[Saved entries]
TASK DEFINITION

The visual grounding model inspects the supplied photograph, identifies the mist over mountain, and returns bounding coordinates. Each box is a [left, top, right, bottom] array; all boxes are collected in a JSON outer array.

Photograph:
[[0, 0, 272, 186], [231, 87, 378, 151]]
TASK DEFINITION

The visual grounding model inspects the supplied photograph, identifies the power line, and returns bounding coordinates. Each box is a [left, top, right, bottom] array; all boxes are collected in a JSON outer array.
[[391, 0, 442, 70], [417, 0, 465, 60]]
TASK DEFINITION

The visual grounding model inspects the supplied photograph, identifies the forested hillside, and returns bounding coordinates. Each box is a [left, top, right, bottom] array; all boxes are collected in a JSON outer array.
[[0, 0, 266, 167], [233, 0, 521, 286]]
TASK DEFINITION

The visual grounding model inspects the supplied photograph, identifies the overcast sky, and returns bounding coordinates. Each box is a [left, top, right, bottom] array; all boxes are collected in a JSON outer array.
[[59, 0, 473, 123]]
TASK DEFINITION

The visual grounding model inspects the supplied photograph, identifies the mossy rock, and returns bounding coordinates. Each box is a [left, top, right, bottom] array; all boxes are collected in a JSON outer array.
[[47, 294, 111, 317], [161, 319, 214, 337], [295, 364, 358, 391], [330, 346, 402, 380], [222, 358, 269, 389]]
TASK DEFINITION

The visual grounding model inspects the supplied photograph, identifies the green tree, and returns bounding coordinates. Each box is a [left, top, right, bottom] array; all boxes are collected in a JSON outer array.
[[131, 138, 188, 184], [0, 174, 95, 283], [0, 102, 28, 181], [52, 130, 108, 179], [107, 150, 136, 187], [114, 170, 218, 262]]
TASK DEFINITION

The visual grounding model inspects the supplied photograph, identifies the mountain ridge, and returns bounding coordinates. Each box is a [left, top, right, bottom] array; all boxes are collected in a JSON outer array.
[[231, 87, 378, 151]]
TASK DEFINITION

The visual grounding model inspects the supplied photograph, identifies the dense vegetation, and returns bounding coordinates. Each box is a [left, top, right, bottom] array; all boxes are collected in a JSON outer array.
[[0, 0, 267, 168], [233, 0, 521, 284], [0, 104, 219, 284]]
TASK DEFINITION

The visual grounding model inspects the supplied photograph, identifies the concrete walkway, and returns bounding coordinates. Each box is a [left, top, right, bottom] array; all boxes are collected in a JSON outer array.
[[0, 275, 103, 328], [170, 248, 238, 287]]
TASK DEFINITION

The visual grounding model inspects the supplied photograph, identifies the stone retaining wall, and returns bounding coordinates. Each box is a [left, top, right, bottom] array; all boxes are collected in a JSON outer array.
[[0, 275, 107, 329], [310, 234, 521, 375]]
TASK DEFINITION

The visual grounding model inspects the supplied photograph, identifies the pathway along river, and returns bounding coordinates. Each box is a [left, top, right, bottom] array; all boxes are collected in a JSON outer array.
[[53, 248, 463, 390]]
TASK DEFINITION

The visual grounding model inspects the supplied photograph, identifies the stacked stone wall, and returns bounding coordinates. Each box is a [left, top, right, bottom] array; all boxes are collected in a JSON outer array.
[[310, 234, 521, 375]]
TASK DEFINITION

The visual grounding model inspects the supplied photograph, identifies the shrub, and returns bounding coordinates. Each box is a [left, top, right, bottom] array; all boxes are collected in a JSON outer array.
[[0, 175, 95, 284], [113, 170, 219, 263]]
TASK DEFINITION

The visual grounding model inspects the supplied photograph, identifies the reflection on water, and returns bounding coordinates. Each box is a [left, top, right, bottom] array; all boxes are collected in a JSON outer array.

-- Task directions --
An exact transcription of all the records is needed.

-- Answer --
TASK DEFINITION

The visual grounding model inspects the supplied photograph, identifies the mist over mountain, and returns bounding coordinates. Each box is a [left, top, right, bottom] array; all boxes are collected in a JSON outer array.

Photograph:
[[0, 0, 272, 186], [231, 87, 378, 151]]
TASK DEFINITION

The visual grounding model inspects the supplied photograph, identifies the power line, and returns bounding coordinates. Each box is a [left, top, right, bottom] array; all boxes are collected in a JSON outer array.
[[391, 0, 442, 70], [417, 0, 465, 60]]
TASK DEFINITION

The visual grounding model inspects the supplied photograph, identifies the forested hillside, and returns bounding coordinates. Each box is a [left, top, right, bottom] array; all boxes are collected in a JSON outer array.
[[0, 0, 266, 167], [233, 0, 521, 286]]
TASK DEFINITION

The visual grounding model inspects the supplied photograph, identifies the overcast sky, and returns bounding coordinates. Each box is a [left, top, right, bottom] array; all boxes are collected in a JSON outer array.
[[59, 0, 473, 123]]
TASK DEFINITION

The visual grounding model inspects the supplied photograph, identifies the mossy rock, and returns bounding coordinates. Each box is a [left, top, right, bottom] array; all boxes are collected in a JSON outer array.
[[47, 294, 111, 317], [161, 319, 214, 337], [295, 364, 358, 391], [330, 346, 402, 380], [222, 358, 269, 389]]
TASK DEFINITION

The visual grounding model inspects the supplied photograph, identifies the green tree, and returns bounding coordinates. Each box is a [left, top, right, bottom] array; all boxes are collected in a JSON outer array.
[[131, 138, 188, 184], [0, 174, 95, 283], [0, 102, 28, 181], [52, 130, 108, 179], [107, 150, 136, 187], [114, 170, 218, 262]]
TASK DEFINITION

The visual grounding model inspects the supplied photograph, identifies the mountain ridge, and returns bounding coordinates. Each box is a [left, top, right, bottom] array; all boxes are collected in a JSON outer array.
[[231, 87, 378, 151]]
TASK DEFINITION

The visual grounding model inspects the supplied photograph, identifies the dense vegetation, and returns bounding coordinates. Each box is a [left, top, right, bottom] array; all boxes are collected in a JSON outer array.
[[0, 0, 267, 168], [233, 0, 521, 284], [0, 104, 219, 284]]
TASK DEFINITION

The visual grounding model inspects the supplied photograph, identifies the concrete walkway, and returns bounding coordinates. Each box is a [left, top, right, bottom] array; all boxes are collected in a JSON outer array.
[[0, 275, 103, 328], [170, 248, 238, 287]]
TASK DEFINITION

The visual grounding model inspects the supplied photograph, identifies the stone retaining wall, and returns bounding coordinates. Each box is a [left, top, right, bottom] array; all boxes are collected in a JSON outer array.
[[0, 275, 107, 329], [310, 234, 521, 375]]
TASK DEFINITION

The visual grounding model inspects the supplied photograph, identifies the pathway along river, and returns bounding coordinates. Each box is a [left, top, right, bottom] array; all boxes are collected in a JSON outer array.
[[53, 248, 463, 390]]
TASK DEFINITION

The visual grounding model inspects the supplied photograph, identifies the stacked stone wall, and returns bounding coordinates. Each box is a [left, top, right, bottom] array; all boxes are collected in a JSON outer array.
[[310, 234, 521, 375]]
TASK DEFINITION

The visual grounding model inspects the supplied photograph, identifies the shrub, and returns bounding coordinates. Each box is a [left, top, right, bottom] array; all boxes are collected in a JSON outer array.
[[0, 175, 95, 284], [113, 170, 219, 263]]
TASK DEFINITION

The visual grounding model inspects the supplied photograph, identifies the reflection on water, and returns bounding coordinates. Each box is a [left, top, right, bottom] array; all boxes are collected in a JSON outer array.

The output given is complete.